Фрагмент текста:
== == ==

Здесь я должен на минуту прервать цитирование Пруста, ибо в момент переписывания этого текста я почувствовал примерно то же самое, что почувствовал Пруст, когда крошки бисквитного пирожного коснулись его нёба. Но если вкус пирожного пробудил в Прусте воспоминания о Комбре, то при переписывании прустовского текста мне вспомнился «Трактат о пользе превратности любви», написанный мною полвека назад и излагающий теорию серой плоскости существования и голубой глубины бытия. Собственно говоря, ситуация, описанная Прустом, может рассматриваться как наглядная иллюстрация этой теории, согласно которой плоскость существования, образованная нашими делами и поступками, как тончайшая пленка, покрывает бездонную глубину бытия. Несмотря на то что плоскость существования находится непосредственно над глубиной бытия, между той и другой нет никаких точек соприкосновения, ибо на плоскости существования действуют грамматические законы, а в глубинах бытия грамматика утрачивает всякую силу. Но порой на плоскости существования может образоваться прорыв, сквозь который, благодаря прекращению действия грамматических законов, становится видна бездонная глубина бытия, порождающая всемогущую радость.

Удрученность мрачным сегодняшним днем и ожидание безотрадности завтрашнего дня образуют плоскость существования, на которой находится Пруст. Кажется, что ложечка чая с кусочком бисквита полностью вписывается в эту плоскость и не нарушает последовательности, подчиняющейся грамматическим законам. Во всяком случае, для стороннего наблюдателя мрачность сегодняшнего дня, безотрадность дня завтрашнего и кусок бисквита с ложечкой чая представляются явлениями одного порядка, образующими грамматическую последовательность событий, расположенных на плоскости существования. Однако для Пруста эта ситуация видится совсем по-другому: вкус бисквитного пирожного выпадает из последовательности, подчиняющейся грамматическим законам, ибо в нем заключена такая всемогущая радость, которая не может быть втиснута в плоскость существования. Эта всемогущая радость настолько всеобъемлюща и настолько всепроникающа, что, несмотря на свою очевидную связь со вкусом бисквита, она не может быть сведена к этому вкусу и не может быть объяснена с помощью плоскостных грамматических законов. Сознание, привязанное к плоскости существования, не может понять, откуда приходит эта радость, что она означает, и – самое главное – оно никогда не догадается о том, как можно удержать эту радость в себе. Именно с этого непонимания начинается путь поиска.

== == ==

(Сырые записи)
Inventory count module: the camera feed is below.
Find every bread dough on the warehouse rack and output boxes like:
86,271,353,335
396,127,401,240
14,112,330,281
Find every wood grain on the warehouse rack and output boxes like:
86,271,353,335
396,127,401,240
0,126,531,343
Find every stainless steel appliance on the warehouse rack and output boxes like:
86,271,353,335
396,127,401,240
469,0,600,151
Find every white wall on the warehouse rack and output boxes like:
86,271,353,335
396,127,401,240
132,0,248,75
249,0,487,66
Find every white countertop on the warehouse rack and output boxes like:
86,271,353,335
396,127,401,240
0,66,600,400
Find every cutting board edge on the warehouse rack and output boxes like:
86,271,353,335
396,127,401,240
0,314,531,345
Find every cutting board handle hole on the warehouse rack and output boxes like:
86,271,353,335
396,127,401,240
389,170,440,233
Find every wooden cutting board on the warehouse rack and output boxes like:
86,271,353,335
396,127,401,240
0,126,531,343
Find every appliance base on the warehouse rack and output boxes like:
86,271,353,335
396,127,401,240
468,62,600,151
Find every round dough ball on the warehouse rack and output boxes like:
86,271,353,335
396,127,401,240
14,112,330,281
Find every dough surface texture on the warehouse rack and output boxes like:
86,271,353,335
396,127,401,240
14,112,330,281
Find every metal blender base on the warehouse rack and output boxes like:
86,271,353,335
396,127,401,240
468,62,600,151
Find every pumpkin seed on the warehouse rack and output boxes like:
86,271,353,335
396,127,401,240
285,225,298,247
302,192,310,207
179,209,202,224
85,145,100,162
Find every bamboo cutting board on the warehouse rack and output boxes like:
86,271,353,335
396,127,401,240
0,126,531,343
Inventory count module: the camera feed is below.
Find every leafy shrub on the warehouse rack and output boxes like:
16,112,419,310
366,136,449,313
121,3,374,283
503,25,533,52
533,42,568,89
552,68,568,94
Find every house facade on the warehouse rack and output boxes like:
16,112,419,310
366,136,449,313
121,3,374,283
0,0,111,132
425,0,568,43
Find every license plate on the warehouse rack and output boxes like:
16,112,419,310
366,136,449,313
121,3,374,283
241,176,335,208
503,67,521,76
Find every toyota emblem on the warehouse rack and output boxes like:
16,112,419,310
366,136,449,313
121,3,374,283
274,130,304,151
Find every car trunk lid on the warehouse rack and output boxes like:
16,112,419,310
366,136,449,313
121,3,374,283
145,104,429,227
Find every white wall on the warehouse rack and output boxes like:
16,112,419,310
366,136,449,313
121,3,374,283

== == ==

Задания:
1 – Ответьте на вопросы по фрагменту о Прусте:
(а) Какой трактат вспомнился автору при переписывании текста Пруста?
(б) Какие законы действуют на плоскости существования?
(в) С чего, согласно фрагменту, начинается путь поиска?
2 – Продолжите фрагмент о Прусте, начав сразу после его последнего предложения.

Ответы:
1 –
(а) «Трактат о пользе превратности любви», написанный автором полвека назад.
(б) Грамматические законы.
(в) С непонимания: сознание, привязанное к плоскости существования, не может понять, откуда приходит всемогущая радость, что она означает и как удержать её в себе.

2 –
«Я пью еще одну ложку, но она ничего не прибавляет к тому, что мне доставила первая; третья действует чуть-чуть слабее второй. Надо остановиться, сила напитка уже не та. Ясно, что искомая мною истина не в нем, а во мне. Он ее пробудил, но ему самому она неизвестна, он способен лишь без конца повторять ее, все невнятней и невнятней, а я, сознавая свое бессилие истолковать выявление этой истины, хочу, по крайней мере, еще и еще раз обратиться к нему с вопросом, хочу, чтобы действие его не ослабевало, чтобы он немедленно пришел мне на помощь и окончательно все разъяснил».

Когда происходит окончательное осознание того, что искомая истина всемогущей радости заключается не во вкусе бисквитного пирожного, но где-то в таинственной глубине сознания и что вкус пирожного способен лишь пробуждать эту радость, сознанию не остается ничего иного, как только снова и снова пытаться воспроизводить в себе память о вкусе пирожного в надежде на то, что эта память снова и снова будет воспроизводить радость, испытанную при первом соприкосновении крошек пирожного с нёбом. Но с каждым новым усилием памяти, с каждым новым воспроизведением вкусового воспоминания ощущение радости становится все невнятнее и невнятнее, и при многократных попытках повтора этого воспоминания ощущение радости может исчезнуть окончательно.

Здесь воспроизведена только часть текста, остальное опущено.